[Saved entries]
====

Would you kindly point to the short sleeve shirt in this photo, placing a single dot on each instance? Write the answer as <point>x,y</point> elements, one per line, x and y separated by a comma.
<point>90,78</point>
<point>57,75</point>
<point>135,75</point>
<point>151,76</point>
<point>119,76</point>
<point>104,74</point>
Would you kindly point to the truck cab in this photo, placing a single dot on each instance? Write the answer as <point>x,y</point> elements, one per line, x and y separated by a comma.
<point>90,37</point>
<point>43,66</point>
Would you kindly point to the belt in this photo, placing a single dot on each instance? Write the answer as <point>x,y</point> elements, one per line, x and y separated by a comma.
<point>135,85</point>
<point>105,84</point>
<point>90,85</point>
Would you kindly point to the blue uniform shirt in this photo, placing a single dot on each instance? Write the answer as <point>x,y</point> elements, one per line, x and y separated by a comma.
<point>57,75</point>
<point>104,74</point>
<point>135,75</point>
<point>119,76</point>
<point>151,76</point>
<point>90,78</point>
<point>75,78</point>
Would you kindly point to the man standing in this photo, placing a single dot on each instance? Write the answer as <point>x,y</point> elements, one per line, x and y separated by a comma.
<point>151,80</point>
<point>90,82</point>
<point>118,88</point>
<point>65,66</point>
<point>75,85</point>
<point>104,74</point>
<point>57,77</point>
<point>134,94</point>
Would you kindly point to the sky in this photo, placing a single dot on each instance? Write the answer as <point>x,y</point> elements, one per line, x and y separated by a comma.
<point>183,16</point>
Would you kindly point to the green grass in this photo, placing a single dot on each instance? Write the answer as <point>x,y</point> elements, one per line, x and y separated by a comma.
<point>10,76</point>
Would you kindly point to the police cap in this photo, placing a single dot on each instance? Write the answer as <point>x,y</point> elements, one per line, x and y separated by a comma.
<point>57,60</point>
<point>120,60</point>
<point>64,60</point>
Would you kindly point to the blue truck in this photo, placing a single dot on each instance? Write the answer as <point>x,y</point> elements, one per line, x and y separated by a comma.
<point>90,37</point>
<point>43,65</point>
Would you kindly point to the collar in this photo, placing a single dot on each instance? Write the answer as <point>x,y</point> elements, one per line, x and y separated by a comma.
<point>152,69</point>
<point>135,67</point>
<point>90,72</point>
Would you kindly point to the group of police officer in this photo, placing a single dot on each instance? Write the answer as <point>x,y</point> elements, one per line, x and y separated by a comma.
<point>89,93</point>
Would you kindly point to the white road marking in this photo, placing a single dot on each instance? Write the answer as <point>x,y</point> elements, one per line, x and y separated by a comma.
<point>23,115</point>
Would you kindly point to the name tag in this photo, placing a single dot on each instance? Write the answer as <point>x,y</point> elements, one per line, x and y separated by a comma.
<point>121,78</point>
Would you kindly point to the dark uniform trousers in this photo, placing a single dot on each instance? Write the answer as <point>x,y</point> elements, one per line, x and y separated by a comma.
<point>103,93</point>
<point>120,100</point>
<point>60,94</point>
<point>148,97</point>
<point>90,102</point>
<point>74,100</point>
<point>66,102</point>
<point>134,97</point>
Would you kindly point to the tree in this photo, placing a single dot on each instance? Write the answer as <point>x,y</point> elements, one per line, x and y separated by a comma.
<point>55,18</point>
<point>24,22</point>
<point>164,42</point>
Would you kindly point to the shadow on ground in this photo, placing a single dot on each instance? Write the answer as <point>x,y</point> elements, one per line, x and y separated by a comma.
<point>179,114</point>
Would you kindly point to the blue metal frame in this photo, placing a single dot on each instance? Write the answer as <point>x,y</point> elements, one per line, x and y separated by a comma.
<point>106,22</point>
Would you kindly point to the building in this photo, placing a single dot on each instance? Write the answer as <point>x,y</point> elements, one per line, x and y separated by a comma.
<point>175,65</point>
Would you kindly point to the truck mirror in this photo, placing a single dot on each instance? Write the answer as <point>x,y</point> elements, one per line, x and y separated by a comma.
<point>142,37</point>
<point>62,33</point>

====

ASSIGNMENT
Copy out the records above exactly.

TASK RESULT
Would you kindly point to the short sleeve shirt in this photo, placing a single dot on each instance? Write the answer as <point>x,y</point> elements, one per line, x and y separated by a comma.
<point>90,78</point>
<point>57,75</point>
<point>135,75</point>
<point>151,76</point>
<point>119,76</point>
<point>104,74</point>
Would you kindly point to the truck cab in this photo, placing a single dot on each instance? Write the answer as <point>x,y</point> elements, one per line, x and y separated by a comma.
<point>90,37</point>
<point>43,66</point>
Would you kindly point to the belt in this photo, placing a single dot on each instance? Write the answer as <point>x,y</point> elements, one per line, x and y separated by a comma.
<point>135,85</point>
<point>105,84</point>
<point>90,85</point>
Would you kindly point to the blue uniform shirt in this photo, placing a single dot on each instance? Write the answer as <point>x,y</point> elements, one per line, x and y separated by a comma.
<point>57,75</point>
<point>104,74</point>
<point>135,75</point>
<point>119,76</point>
<point>151,76</point>
<point>90,78</point>
<point>75,78</point>
Would you kindly point to the man standing in this photo, placing a single dot on each instance? Write the answer as <point>x,y</point> elements, one per line, x and y separated by a comma.
<point>151,80</point>
<point>90,82</point>
<point>118,88</point>
<point>65,66</point>
<point>75,85</point>
<point>104,74</point>
<point>57,77</point>
<point>134,94</point>
Would you kindly point to the sky in this photo, placing a single dot on each instance? Write the answer as <point>x,y</point> elements, one per line, x and y separated by a comma.
<point>183,16</point>
Would you kindly point to the green grass in this photo, placing a single dot on each instance? Write the answer as <point>x,y</point> elements, one per line, x and y separated by a comma.
<point>10,76</point>
Would you kindly point to the police cap in this photo, placing a single dot on each instance? Write the answer as <point>x,y</point> elements, one per line, x and y separated by a comma.
<point>57,60</point>
<point>120,60</point>
<point>64,60</point>
Would you kindly point to the blue truck in this photo, placing a single dot on each instance? Write the answer as <point>x,y</point> elements, one per line, x and y separated by a comma.
<point>90,37</point>
<point>43,65</point>
Would you kindly point to the collar in this photo, placing a single dot on each instance? Write the answer as <point>x,y</point> elements, one per line, x and y separated by a comma.
<point>152,69</point>
<point>135,67</point>
<point>90,72</point>
Would you kindly point to the group of police officer in this photo, placing a single dot on each instance? Write the answer as <point>x,y</point> elements, one per line, x and y separated by a comma.
<point>89,93</point>
Would you kindly point to the white road marking in this photo, placing a single dot on each instance? Write the answer as <point>x,y</point> elements, one per line, x and y separated by a comma.
<point>23,115</point>
Would you kindly point to the name tag in this photo, placing a single dot on each instance? Write the answer as <point>x,y</point> elements, one per line, x and y separated by a comma.
<point>121,78</point>
Would you kindly point to the dark uniform trousers in this photo, placing a single dot on each instance? Write the answer as <point>x,y</point> elements, one per line, x and y separated by a comma.
<point>103,93</point>
<point>120,100</point>
<point>60,94</point>
<point>148,97</point>
<point>90,102</point>
<point>74,100</point>
<point>66,102</point>
<point>134,97</point>
Would you kindly point to the tree in this photo, placing a single dot on each instance? Write the answer as <point>x,y</point> elements, one per line, x and y separated by a comma.
<point>55,18</point>
<point>24,22</point>
<point>164,42</point>
Would you kindly point to the shadow on ground in this photo, placing a single dot on each instance? Write the answer as <point>x,y</point> elements, one per line, x and y separated by a comma.
<point>179,114</point>
Would you kindly point to the blue metal frame in this photo, placing a single dot on each instance? Write the answer as <point>x,y</point> elements, one per line, x and y separated by a comma.
<point>106,22</point>
Would you kindly point to the building in this photo, placing a single dot on each instance? Write the answer as <point>x,y</point> elements, one per line, x and y separated by a comma.
<point>175,65</point>
Would you kindly point to the truck mirror in this photo, placing a single dot on each instance? Write the answer as <point>x,y</point> elements, one per line, x and y separated by a comma.
<point>142,37</point>
<point>62,33</point>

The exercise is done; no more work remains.